§ **Directions for this task**
This exercise calls for the line with "mirror in the photo above.", the line with "plate in the photo above.", and all lines between them in the material below, output exactly and with no other lines.

§ **Data provided**
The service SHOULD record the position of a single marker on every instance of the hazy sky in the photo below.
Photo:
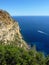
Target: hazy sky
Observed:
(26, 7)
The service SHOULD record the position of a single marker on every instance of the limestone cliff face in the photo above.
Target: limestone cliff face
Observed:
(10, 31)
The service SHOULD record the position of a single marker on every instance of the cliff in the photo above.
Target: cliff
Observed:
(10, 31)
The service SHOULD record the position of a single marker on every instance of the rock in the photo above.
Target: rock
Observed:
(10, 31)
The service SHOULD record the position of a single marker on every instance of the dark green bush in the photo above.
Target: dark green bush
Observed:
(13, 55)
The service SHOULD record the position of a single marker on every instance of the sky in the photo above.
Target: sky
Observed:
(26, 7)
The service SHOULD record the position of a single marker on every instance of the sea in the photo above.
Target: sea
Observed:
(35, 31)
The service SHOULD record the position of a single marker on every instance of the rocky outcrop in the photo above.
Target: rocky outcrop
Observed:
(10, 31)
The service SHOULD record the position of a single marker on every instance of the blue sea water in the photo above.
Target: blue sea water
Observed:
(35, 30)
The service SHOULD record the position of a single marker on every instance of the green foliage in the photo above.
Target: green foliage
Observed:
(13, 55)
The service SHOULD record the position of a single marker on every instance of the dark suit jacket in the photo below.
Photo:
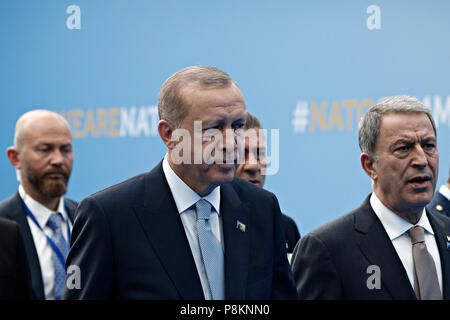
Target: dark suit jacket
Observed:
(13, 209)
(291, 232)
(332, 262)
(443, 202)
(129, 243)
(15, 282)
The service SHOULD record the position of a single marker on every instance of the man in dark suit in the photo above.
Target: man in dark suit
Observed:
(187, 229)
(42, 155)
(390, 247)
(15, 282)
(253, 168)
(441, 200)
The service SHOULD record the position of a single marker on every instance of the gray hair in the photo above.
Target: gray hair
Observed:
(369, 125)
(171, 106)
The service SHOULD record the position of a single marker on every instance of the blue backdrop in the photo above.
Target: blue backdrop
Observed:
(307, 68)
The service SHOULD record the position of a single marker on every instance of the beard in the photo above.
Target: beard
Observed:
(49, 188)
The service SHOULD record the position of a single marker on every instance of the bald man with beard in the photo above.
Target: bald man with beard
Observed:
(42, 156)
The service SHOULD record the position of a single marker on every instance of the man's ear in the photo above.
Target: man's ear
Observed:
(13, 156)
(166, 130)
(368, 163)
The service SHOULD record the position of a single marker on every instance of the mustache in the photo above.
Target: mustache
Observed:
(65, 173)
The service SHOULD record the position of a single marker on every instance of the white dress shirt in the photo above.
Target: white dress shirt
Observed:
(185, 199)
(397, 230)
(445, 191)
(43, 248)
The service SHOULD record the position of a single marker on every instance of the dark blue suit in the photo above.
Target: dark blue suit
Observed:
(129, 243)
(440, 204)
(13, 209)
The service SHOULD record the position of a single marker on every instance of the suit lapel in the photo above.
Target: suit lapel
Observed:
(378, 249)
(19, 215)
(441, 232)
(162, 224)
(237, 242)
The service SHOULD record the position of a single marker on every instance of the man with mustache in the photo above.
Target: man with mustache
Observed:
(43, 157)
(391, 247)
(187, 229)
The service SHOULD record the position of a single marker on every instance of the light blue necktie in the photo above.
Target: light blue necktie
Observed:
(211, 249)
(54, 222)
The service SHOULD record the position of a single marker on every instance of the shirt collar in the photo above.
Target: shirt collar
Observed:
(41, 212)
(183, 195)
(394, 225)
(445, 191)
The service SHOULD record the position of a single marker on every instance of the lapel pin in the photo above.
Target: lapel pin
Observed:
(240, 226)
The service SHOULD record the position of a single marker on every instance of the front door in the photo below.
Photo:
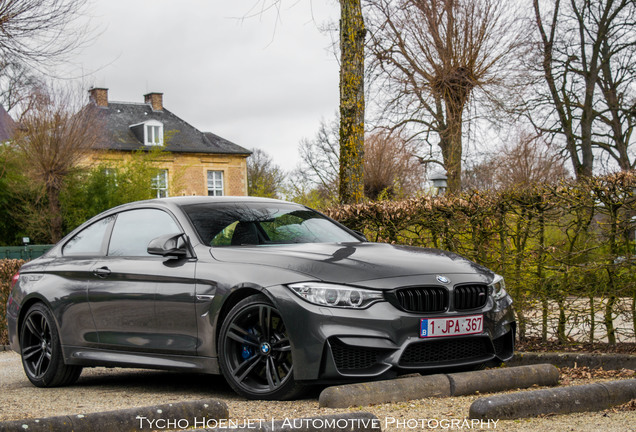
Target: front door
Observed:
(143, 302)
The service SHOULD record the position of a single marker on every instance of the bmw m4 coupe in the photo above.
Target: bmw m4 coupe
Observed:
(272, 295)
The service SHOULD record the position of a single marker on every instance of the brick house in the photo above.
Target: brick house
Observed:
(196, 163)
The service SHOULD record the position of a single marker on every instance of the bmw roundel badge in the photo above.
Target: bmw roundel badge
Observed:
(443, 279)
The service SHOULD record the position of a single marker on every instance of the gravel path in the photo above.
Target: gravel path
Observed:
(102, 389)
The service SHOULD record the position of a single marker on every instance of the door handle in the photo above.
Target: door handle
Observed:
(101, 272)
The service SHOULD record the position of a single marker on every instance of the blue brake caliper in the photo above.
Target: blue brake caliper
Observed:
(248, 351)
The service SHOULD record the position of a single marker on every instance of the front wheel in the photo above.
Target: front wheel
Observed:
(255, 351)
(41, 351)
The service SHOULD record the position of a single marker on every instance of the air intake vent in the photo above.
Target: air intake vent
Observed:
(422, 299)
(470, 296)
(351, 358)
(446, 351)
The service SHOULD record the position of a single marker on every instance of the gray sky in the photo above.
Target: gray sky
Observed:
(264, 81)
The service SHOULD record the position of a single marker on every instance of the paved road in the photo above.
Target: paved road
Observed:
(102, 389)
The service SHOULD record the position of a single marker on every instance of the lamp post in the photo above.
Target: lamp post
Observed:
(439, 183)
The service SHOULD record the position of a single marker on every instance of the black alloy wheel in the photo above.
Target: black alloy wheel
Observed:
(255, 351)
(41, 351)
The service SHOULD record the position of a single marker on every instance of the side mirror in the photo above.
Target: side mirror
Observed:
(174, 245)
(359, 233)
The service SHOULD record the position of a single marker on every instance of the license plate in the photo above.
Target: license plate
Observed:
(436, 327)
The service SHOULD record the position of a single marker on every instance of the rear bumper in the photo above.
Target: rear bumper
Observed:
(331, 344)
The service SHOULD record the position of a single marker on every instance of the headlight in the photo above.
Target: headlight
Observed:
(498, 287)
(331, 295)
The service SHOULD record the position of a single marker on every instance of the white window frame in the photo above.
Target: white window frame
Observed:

§ **Exercise response**
The service SHOULD record the position of a single marker on every instance of the side mirror in the photo above.
Target: side mirror
Observed:
(174, 245)
(359, 233)
The service SHOULD record the position of a single marker on every instance of the license plate in the photo above.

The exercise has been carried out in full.